◆ **What the task requires**
Wherever the string "button" shows up in the material below, copy that line.

◆ **Data extract**
· · · ·

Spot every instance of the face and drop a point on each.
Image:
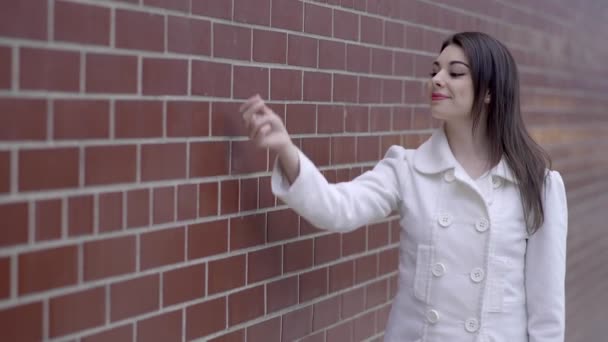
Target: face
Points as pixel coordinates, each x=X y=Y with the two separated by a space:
x=451 y=86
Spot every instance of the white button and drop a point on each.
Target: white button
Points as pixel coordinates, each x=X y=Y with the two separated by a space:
x=477 y=275
x=438 y=269
x=449 y=176
x=432 y=316
x=471 y=325
x=482 y=225
x=445 y=220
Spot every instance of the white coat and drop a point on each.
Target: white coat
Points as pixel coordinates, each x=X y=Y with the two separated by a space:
x=468 y=270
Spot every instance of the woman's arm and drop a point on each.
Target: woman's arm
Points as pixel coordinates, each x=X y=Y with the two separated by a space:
x=546 y=267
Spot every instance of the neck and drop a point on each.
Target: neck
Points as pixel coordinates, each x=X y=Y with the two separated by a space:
x=471 y=151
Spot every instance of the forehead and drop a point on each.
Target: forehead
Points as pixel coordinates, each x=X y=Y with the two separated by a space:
x=452 y=53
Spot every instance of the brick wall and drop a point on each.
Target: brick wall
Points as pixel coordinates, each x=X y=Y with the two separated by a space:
x=133 y=208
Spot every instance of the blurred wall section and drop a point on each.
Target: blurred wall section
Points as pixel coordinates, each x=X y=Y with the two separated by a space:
x=133 y=208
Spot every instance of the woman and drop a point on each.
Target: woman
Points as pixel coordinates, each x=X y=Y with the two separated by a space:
x=484 y=222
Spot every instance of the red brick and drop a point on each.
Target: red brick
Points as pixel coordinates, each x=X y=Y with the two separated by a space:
x=77 y=311
x=372 y=30
x=326 y=313
x=343 y=150
x=327 y=248
x=111 y=73
x=211 y=79
x=232 y=42
x=346 y=88
x=108 y=257
x=226 y=121
x=47 y=269
x=317 y=86
x=317 y=20
x=22 y=119
x=353 y=302
x=207 y=239
x=247 y=158
x=139 y=30
x=83 y=24
x=213 y=8
x=15 y=223
x=282 y=293
x=48 y=219
x=177 y=5
x=121 y=334
x=285 y=84
x=24 y=19
x=22 y=323
x=358 y=58
x=164 y=247
x=81 y=119
x=61 y=70
x=252 y=12
x=6 y=67
x=183 y=284
x=209 y=159
x=370 y=90
x=368 y=148
x=134 y=297
x=110 y=211
x=189 y=36
x=160 y=328
x=230 y=196
x=80 y=215
x=60 y=167
x=162 y=76
x=264 y=264
x=5 y=278
x=226 y=274
x=163 y=161
x=138 y=208
x=341 y=276
x=236 y=336
x=287 y=14
x=187 y=196
x=296 y=324
x=298 y=255
x=269 y=46
x=300 y=118
x=332 y=55
x=245 y=305
x=302 y=51
x=249 y=194
x=282 y=225
x=341 y=332
x=267 y=331
x=208 y=199
x=346 y=25
x=138 y=119
x=187 y=119
x=313 y=284
x=250 y=80
x=212 y=313
x=163 y=207
x=110 y=164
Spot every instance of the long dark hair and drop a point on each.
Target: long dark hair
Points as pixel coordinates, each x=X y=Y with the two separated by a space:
x=494 y=72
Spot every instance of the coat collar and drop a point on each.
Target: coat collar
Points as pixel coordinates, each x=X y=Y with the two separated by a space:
x=435 y=156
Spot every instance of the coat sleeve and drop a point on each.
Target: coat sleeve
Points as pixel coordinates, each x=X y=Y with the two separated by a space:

· · · ·

◆ **Exercise result**
Spot every instance of the white button and drop a point on each.
Target: white button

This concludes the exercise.